Task: Locate every line in the records below that contains the string "item", and copy each such line.

# Input material start

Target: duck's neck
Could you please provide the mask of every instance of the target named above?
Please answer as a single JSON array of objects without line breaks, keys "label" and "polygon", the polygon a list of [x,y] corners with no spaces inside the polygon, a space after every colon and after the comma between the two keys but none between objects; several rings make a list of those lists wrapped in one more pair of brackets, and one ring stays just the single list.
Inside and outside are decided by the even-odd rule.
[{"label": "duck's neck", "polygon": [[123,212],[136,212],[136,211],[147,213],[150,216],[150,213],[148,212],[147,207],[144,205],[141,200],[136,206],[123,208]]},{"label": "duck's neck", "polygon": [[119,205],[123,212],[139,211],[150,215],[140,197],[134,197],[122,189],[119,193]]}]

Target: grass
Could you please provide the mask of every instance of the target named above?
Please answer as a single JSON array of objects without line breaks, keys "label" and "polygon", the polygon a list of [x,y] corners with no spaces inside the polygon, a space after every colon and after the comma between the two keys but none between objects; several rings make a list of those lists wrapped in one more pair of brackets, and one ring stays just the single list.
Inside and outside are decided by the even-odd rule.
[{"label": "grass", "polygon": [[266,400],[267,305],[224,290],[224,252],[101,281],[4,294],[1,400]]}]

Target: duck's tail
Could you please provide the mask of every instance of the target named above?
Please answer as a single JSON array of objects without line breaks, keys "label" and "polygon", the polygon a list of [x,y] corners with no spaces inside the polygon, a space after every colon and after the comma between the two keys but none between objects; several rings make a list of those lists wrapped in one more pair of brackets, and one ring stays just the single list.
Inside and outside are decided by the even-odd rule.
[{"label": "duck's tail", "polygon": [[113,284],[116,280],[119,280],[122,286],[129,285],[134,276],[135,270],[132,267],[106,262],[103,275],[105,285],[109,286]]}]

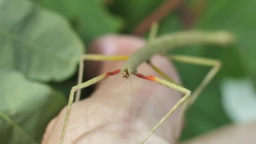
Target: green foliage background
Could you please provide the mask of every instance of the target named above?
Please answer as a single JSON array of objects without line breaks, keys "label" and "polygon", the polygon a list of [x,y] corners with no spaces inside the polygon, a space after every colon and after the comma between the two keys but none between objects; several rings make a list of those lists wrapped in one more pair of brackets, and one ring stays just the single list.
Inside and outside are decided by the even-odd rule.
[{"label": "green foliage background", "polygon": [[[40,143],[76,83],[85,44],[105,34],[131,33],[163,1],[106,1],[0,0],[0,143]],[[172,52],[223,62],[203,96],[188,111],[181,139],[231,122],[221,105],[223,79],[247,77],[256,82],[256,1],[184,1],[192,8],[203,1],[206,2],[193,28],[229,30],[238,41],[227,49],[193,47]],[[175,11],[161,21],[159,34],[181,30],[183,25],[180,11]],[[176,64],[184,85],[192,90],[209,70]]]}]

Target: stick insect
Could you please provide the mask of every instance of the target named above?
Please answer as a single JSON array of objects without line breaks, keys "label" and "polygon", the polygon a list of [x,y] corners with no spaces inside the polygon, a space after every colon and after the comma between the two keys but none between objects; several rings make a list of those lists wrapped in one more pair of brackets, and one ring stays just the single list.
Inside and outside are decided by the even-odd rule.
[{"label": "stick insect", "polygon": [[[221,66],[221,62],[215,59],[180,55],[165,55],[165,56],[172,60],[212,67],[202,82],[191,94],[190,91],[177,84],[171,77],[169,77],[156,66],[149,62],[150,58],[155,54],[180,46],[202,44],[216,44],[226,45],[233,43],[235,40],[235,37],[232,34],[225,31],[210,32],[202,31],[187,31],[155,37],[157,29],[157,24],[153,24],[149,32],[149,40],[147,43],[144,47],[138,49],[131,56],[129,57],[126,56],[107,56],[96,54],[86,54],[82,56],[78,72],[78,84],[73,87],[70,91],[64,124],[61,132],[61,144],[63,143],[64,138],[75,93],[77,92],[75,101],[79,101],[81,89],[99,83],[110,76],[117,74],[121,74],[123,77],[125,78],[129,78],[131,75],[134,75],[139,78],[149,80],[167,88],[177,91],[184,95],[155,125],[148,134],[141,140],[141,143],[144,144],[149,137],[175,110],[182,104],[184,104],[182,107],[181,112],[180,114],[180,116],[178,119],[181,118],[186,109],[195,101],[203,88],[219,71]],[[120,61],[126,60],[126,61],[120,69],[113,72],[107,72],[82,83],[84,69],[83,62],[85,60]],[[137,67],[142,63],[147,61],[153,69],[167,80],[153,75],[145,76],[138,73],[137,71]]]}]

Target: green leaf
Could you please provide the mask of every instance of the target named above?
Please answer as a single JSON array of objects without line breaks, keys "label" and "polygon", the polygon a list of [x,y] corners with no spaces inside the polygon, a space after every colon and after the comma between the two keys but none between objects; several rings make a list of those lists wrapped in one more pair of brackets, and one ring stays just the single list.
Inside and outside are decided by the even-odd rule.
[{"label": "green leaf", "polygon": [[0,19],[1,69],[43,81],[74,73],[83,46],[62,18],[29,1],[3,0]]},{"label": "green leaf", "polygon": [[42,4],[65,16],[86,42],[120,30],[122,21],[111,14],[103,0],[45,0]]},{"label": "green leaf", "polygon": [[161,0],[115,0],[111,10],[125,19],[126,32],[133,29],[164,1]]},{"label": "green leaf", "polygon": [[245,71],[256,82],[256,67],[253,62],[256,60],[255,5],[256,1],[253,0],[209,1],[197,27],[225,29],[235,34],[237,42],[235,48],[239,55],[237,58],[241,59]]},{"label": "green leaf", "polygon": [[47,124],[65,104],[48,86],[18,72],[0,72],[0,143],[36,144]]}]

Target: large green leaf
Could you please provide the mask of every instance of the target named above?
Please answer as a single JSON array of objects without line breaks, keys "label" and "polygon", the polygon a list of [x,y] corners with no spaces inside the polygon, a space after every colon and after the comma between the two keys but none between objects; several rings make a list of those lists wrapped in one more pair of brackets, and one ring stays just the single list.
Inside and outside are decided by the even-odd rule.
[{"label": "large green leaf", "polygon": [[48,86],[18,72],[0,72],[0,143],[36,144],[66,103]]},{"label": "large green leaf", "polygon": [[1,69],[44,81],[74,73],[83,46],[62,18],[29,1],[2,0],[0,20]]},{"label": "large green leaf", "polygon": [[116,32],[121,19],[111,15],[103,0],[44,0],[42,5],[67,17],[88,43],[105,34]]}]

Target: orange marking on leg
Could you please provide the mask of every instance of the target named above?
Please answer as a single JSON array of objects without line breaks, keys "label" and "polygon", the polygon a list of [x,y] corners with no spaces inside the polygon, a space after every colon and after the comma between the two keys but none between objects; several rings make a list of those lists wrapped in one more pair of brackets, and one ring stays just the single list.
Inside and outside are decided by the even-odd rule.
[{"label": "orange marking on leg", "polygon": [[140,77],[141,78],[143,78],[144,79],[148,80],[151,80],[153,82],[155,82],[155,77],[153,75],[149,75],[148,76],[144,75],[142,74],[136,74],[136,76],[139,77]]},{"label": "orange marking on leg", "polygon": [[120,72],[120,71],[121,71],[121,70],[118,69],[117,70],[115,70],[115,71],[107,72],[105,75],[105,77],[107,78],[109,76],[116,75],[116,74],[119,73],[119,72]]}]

# Input material end
# Input material start

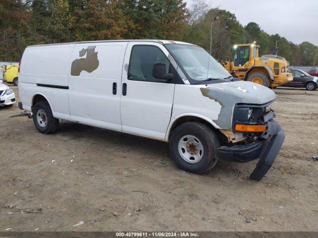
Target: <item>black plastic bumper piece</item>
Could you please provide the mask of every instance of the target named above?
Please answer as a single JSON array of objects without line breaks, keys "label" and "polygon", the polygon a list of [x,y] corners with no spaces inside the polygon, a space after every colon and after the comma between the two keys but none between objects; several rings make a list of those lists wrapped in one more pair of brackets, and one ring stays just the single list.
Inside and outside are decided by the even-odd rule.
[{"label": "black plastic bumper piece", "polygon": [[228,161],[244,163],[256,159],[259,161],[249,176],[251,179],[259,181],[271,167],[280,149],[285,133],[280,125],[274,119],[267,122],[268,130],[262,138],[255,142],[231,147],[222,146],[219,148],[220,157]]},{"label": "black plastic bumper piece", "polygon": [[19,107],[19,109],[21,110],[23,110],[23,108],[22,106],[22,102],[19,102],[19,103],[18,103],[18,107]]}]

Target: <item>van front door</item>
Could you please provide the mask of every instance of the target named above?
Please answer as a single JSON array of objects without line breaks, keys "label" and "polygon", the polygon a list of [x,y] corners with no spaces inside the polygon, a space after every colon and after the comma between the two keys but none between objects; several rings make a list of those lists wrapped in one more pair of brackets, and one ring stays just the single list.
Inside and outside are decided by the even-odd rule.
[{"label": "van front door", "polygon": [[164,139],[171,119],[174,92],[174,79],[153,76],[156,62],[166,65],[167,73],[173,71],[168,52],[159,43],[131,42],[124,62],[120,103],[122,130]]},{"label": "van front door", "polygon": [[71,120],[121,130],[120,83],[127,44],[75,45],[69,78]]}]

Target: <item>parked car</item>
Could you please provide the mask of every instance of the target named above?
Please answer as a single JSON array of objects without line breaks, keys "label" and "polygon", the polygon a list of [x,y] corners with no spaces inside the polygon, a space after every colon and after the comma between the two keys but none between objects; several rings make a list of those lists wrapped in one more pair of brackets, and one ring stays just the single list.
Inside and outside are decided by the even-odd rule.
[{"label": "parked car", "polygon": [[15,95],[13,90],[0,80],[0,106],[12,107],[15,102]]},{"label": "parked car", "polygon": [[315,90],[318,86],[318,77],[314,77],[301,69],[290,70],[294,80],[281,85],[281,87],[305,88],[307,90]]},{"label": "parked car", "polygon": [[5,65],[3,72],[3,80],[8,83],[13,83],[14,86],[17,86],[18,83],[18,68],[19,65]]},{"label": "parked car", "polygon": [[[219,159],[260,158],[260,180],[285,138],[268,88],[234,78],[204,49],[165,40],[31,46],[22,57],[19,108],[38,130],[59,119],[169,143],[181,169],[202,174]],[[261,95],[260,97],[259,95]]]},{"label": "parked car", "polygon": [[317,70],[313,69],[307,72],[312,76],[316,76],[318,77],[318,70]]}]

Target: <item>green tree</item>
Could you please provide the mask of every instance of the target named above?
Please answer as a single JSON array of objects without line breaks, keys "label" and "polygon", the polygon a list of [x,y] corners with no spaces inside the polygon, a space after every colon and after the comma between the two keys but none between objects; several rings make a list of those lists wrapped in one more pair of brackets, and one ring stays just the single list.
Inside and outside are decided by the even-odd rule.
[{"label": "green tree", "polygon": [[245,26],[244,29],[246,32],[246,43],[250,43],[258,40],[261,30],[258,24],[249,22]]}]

# Input material end

Expected answer:
Target: <item>black plastic bumper piece</item>
Target: <item>van front door</item>
Target: <item>parked car</item>
Target: <item>green tree</item>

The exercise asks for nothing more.